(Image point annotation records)
────

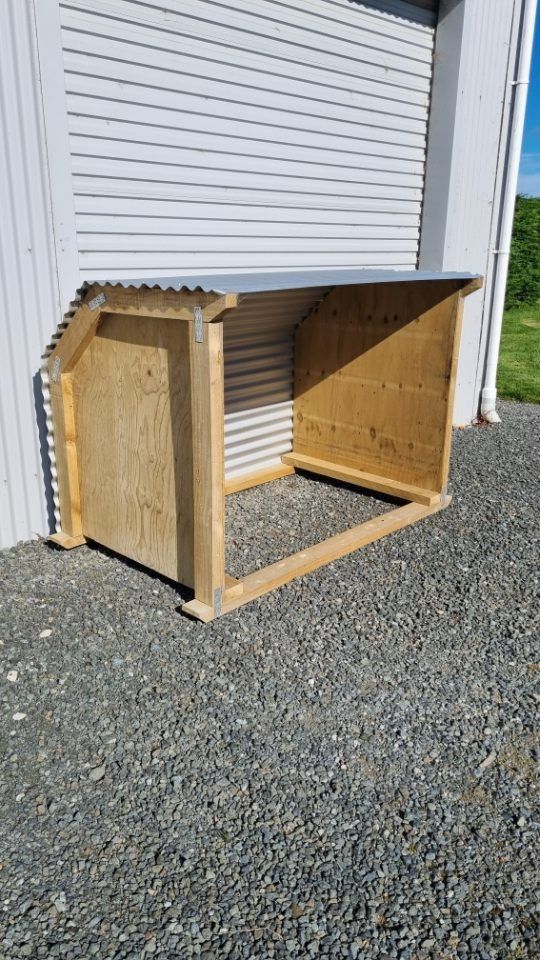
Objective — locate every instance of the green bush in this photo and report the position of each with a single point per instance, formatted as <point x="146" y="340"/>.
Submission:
<point x="524" y="273"/>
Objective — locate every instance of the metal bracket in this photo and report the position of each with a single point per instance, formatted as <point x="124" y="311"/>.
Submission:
<point x="199" y="325"/>
<point x="97" y="301"/>
<point x="55" y="372"/>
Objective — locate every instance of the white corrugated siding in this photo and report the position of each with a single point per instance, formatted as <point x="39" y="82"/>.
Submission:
<point x="235" y="135"/>
<point x="225" y="136"/>
<point x="28" y="282"/>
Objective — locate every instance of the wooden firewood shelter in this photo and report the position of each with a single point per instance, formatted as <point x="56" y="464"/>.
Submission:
<point x="136" y="386"/>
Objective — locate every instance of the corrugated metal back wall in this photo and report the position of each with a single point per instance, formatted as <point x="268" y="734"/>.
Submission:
<point x="225" y="136"/>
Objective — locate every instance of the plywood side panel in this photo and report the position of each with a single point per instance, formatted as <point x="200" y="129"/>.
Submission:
<point x="373" y="376"/>
<point x="133" y="412"/>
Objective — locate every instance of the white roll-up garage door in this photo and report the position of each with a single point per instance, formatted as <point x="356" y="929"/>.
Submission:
<point x="224" y="136"/>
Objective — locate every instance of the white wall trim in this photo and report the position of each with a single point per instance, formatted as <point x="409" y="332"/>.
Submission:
<point x="56" y="138"/>
<point x="474" y="60"/>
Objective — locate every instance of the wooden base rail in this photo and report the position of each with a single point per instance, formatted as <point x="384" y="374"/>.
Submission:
<point x="298" y="564"/>
<point x="370" y="481"/>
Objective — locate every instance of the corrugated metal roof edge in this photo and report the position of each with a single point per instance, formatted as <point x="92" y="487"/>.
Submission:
<point x="282" y="280"/>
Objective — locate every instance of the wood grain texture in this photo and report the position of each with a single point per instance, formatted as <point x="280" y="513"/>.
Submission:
<point x="368" y="481"/>
<point x="374" y="369"/>
<point x="66" y="456"/>
<point x="133" y="411"/>
<point x="152" y="302"/>
<point x="207" y="408"/>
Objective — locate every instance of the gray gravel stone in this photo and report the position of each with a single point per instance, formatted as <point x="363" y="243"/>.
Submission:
<point x="306" y="777"/>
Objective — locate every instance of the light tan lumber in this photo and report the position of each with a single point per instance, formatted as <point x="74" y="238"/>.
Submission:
<point x="297" y="565"/>
<point x="73" y="342"/>
<point x="370" y="481"/>
<point x="152" y="302"/>
<point x="207" y="412"/>
<point x="133" y="401"/>
<point x="247" y="480"/>
<point x="65" y="541"/>
<point x="66" y="455"/>
<point x="452" y="380"/>
<point x="374" y="369"/>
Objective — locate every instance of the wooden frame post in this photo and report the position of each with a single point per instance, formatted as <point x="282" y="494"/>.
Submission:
<point x="207" y="412"/>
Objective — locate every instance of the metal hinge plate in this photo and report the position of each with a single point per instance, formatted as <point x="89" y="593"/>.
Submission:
<point x="199" y="325"/>
<point x="97" y="301"/>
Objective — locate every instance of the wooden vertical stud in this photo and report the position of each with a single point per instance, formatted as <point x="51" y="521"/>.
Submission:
<point x="207" y="411"/>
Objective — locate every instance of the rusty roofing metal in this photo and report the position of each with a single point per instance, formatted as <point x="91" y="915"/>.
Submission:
<point x="282" y="280"/>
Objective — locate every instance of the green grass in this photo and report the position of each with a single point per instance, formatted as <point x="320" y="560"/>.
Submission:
<point x="519" y="359"/>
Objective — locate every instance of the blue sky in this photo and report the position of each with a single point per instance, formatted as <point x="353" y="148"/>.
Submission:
<point x="529" y="173"/>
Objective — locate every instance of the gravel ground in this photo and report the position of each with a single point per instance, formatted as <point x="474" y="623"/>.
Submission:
<point x="346" y="768"/>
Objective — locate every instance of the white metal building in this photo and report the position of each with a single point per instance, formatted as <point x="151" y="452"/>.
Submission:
<point x="154" y="137"/>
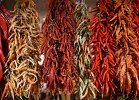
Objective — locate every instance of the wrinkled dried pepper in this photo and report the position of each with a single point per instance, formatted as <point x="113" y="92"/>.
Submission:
<point x="82" y="53"/>
<point x="23" y="71"/>
<point x="5" y="15"/>
<point x="103" y="48"/>
<point x="58" y="67"/>
<point x="127" y="53"/>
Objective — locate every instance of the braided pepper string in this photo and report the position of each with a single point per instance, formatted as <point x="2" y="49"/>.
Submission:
<point x="127" y="54"/>
<point x="82" y="53"/>
<point x="58" y="67"/>
<point x="103" y="49"/>
<point x="23" y="73"/>
<point x="5" y="15"/>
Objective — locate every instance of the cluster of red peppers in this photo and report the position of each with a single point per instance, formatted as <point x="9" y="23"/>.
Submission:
<point x="127" y="53"/>
<point x="103" y="49"/>
<point x="59" y="67"/>
<point x="115" y="47"/>
<point x="5" y="16"/>
<point x="88" y="56"/>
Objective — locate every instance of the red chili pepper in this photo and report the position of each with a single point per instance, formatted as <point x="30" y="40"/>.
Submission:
<point x="103" y="49"/>
<point x="58" y="29"/>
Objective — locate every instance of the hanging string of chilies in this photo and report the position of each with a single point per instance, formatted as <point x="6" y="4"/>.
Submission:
<point x="82" y="52"/>
<point x="127" y="54"/>
<point x="103" y="49"/>
<point x="59" y="66"/>
<point x="5" y="16"/>
<point x="23" y="75"/>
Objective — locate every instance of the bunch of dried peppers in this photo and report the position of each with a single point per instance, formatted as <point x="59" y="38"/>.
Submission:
<point x="127" y="53"/>
<point x="5" y="16"/>
<point x="59" y="66"/>
<point x="23" y="71"/>
<point x="103" y="48"/>
<point x="82" y="52"/>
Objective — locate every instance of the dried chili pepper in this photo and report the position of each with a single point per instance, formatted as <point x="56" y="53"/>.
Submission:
<point x="58" y="67"/>
<point x="23" y="71"/>
<point x="103" y="48"/>
<point x="127" y="53"/>
<point x="5" y="15"/>
<point x="82" y="53"/>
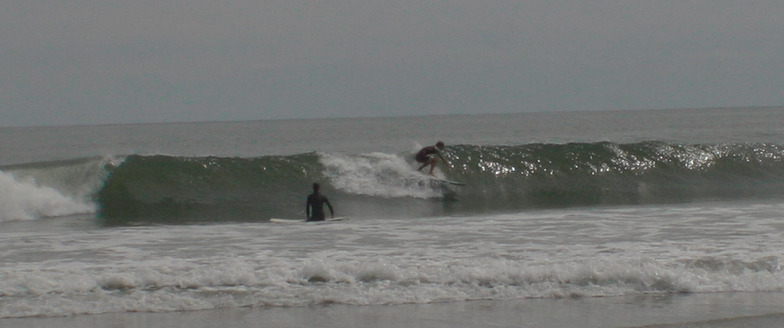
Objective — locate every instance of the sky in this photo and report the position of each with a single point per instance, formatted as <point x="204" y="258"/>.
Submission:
<point x="66" y="62"/>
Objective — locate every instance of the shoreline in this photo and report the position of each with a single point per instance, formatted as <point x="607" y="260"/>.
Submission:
<point x="662" y="311"/>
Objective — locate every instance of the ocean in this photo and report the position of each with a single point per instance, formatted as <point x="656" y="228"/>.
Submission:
<point x="637" y="218"/>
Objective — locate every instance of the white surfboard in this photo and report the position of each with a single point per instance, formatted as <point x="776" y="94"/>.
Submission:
<point x="454" y="183"/>
<point x="277" y="220"/>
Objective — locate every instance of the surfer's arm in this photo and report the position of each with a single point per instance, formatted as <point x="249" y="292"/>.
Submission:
<point x="441" y="155"/>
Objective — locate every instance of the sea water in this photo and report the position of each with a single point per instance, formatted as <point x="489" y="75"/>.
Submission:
<point x="557" y="206"/>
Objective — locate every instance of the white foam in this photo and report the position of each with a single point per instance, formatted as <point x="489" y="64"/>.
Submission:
<point x="24" y="200"/>
<point x="377" y="174"/>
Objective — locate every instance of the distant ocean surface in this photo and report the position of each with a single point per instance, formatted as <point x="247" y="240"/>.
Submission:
<point x="176" y="217"/>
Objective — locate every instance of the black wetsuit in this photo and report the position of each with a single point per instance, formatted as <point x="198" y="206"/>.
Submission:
<point x="424" y="154"/>
<point x="315" y="206"/>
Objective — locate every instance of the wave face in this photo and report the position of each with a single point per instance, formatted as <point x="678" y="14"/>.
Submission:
<point x="174" y="189"/>
<point x="498" y="178"/>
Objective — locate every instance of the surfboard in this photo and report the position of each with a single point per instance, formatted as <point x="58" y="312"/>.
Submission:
<point x="277" y="220"/>
<point x="454" y="183"/>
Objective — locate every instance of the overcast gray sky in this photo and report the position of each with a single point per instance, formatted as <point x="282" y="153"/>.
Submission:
<point x="126" y="61"/>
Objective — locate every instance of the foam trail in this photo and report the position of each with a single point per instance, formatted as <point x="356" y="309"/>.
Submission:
<point x="376" y="174"/>
<point x="24" y="200"/>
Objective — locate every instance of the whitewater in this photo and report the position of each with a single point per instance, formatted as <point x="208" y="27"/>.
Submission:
<point x="670" y="207"/>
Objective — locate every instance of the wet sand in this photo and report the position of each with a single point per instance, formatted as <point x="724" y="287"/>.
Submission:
<point x="664" y="311"/>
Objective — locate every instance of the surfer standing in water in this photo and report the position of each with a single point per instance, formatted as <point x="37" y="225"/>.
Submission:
<point x="429" y="156"/>
<point x="314" y="208"/>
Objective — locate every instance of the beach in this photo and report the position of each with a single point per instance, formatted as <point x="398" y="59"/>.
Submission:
<point x="647" y="219"/>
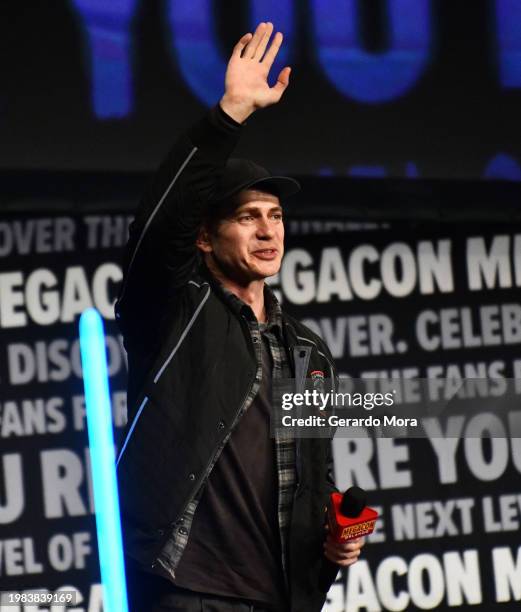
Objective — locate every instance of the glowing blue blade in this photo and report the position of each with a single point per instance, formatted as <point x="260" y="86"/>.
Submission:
<point x="103" y="466"/>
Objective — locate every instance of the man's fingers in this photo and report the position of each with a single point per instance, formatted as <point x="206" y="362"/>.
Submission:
<point x="341" y="557"/>
<point x="271" y="54"/>
<point x="283" y="80"/>
<point x="239" y="47"/>
<point x="259" y="52"/>
<point x="255" y="41"/>
<point x="340" y="560"/>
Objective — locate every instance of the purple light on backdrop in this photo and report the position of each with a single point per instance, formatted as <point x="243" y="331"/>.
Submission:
<point x="508" y="14"/>
<point x="108" y="54"/>
<point x="372" y="77"/>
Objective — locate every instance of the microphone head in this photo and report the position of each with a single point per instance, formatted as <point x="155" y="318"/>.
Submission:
<point x="353" y="502"/>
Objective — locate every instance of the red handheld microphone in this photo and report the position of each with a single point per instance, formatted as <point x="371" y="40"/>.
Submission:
<point x="348" y="518"/>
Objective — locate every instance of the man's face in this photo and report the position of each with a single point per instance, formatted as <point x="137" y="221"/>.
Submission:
<point x="248" y="243"/>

────

## Exercise details
Rename "Submission" to "Response" in the records from the line containing "Objective — locate every instance of the red handheld" through the end of the records, and give those lines again with everything else unchanged.

## Output for this task
Objective — locate every instance of the red handheld microphone in this photo and report the position of each with a single point per instance, formatted as <point x="371" y="40"/>.
Response:
<point x="348" y="518"/>
Objective — locate every instance of the man's face in this photo and report the position of each with a single point per instance, formatted as <point x="137" y="221"/>.
Response:
<point x="248" y="243"/>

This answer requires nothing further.